— Required action —
Lines below containing the word "rough" should be copied out.

— Given entries —
▶

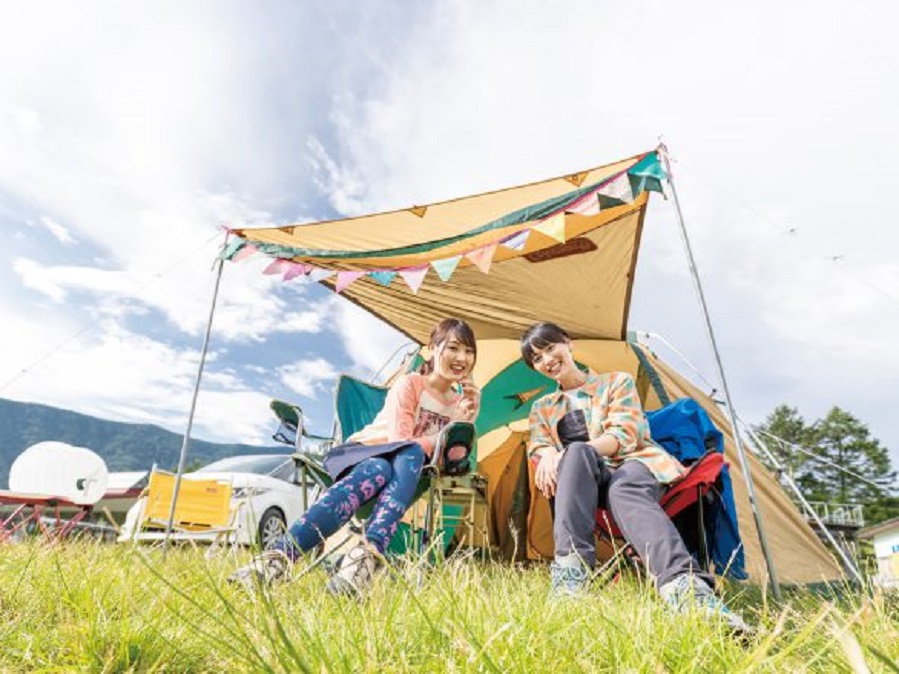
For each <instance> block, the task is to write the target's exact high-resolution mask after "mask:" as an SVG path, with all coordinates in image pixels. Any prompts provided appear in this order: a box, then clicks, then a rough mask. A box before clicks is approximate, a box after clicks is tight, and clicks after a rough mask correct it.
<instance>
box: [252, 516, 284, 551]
mask: <svg viewBox="0 0 899 674" xmlns="http://www.w3.org/2000/svg"><path fill="white" fill-rule="evenodd" d="M285 531H287V522H286V521H285V519H284V513H282V512H281V511H280V510H279V509H278V508H269V509H268V510H266V511H265V512H264V513H262V519H260V520H259V528H258V529H257V532H258V533H257V536H258V537H259V546H260V547H261V548H262V549H263V550H268V549H269V548H270V547H271V546H272V544H273V543H274V542H275V541H276V540H278V538H280V537H281V536H283V535H284V532H285Z"/></svg>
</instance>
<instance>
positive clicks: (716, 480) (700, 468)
mask: <svg viewBox="0 0 899 674" xmlns="http://www.w3.org/2000/svg"><path fill="white" fill-rule="evenodd" d="M724 466H725V463H724V456H723V455H722V454H719V453H717V452H714V451H711V452H708V453H707V454H705V455H704V456H703V457H702V458H701V459H700V460H699V461H697V462H696V463H694V464H693V465H691V466H690V467H689V468H688V469H687V472H686V473H685V474H684V475H683V476H682V477H681V478H680V479H678V480H677V481H675V482H672V483H671V484H670V485H668V488H667V489H666V490H665V492H664V494H663V495H662V498H661V499H660V500H659V505H660V506H661V507H662V510H664V511H665V514H666V515H668V517H669V518H670V519H671V520H672V521H673V522H674V523H675V526H676V527H677V529H678V531H679V532H680V534H681V536H682V537H683V538H684V542H685V543H686V544H687V549H688V550H690V552H691V553H693V554H694V556H695V557H697V561H698V563H699V566H700V568H702V569H703V570H704V571H710V570H711V557H710V555H709V545H708V538H707V530H706V519H708V516H707V515H706V510H707V509H708V507H709V505H710V503H711V501H712V499H714V498H720V486H719V487H718V488H716V485H720V476H721V471H722V470H723V469H724ZM688 509H689V510H688ZM691 513H693V516H692V517H691V516H690V514H691ZM595 531H596V534H597V535H598V536H599V537H600V539H602V540H605V541H607V542H608V543H610V544H611V545H612V546H613V548H614V549H615V554H614V555H613V556H612V558H611V559H609V560H608V561H607V562H606V563H605V564H603V566H602V567H600V568H599V569H598V570H597V572H596V573H597V575H600V574H602V573H603V572H604V571H606V570H607V569H609V568H610V567H611V566H613V565H615V564H617V563H618V562H619V561H620V560H621V559H627V560H629V561H630V562H631V563H632V564H633V565H634V567H635V568H637V569H641V568H642V564H641V563H640V559H639V556H638V555H637V554H636V552H635V551H634V549H633V547H632V546H631V545H630V544H628V543H624V542H623V535H622V533H621V530H620V529H619V528H618V525H617V524H616V523H615V520H614V518H613V517H612V513H611V512H609V511H608V510H606V509H604V508H599V509H598V510H597V511H596V526H595Z"/></svg>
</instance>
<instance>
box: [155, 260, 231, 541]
mask: <svg viewBox="0 0 899 674" xmlns="http://www.w3.org/2000/svg"><path fill="white" fill-rule="evenodd" d="M224 266H225V261H224V260H219V261H218V269H217V270H216V272H215V287H214V288H213V291H212V304H211V305H210V307H209V320H207V321H206V336H205V337H204V338H203V350H202V352H201V353H200V365H199V367H198V368H197V380H196V381H195V382H194V395H193V398H192V399H191V401H190V413H189V414H188V416H187V429H186V430H185V431H184V439H183V441H182V442H181V456H180V458H179V459H178V472H177V474H176V475H175V487H174V489H173V490H172V505H171V507H170V508H169V521H168V523H167V524H166V527H165V538H164V539H163V542H162V556H163V559H164V558H165V555H166V552H167V551H168V546H169V537H170V536H171V534H172V526H173V525H174V522H175V504H176V503H177V502H178V492H179V491H180V490H181V476H182V475H183V474H184V464H185V463H186V461H187V449H188V447H189V446H190V431H191V429H192V428H193V425H194V412H195V411H196V409H197V396H198V395H199V393H200V381H201V380H202V379H203V368H204V366H205V365H206V354H207V352H208V351H209V336H210V334H212V318H213V316H215V304H216V301H217V300H218V294H219V286H220V285H221V282H222V269H224Z"/></svg>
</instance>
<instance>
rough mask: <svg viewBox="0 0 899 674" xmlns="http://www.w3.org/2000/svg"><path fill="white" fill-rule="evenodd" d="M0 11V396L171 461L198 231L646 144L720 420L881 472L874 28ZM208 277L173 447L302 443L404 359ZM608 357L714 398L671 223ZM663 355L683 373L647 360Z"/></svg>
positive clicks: (473, 177) (336, 322) (408, 197)
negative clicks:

◀

— Result —
For each <instance> block, the task is to write the target's exact high-resolution mask after "mask:" as an SVG path, with all coordinates in image pixels. Any prompts provided appear in this order: a box, then clicks, then a rough mask. A box before clicks is approximate, a box after clicks is tight, and clicks after a rough mask correct it.
rough mask: <svg viewBox="0 0 899 674" xmlns="http://www.w3.org/2000/svg"><path fill="white" fill-rule="evenodd" d="M0 11V396L171 461L198 231L646 144L720 420L881 472L874 28ZM208 277L173 447L302 443L404 359ZM608 357L714 398L671 223ZM663 355L683 373L647 360Z"/></svg>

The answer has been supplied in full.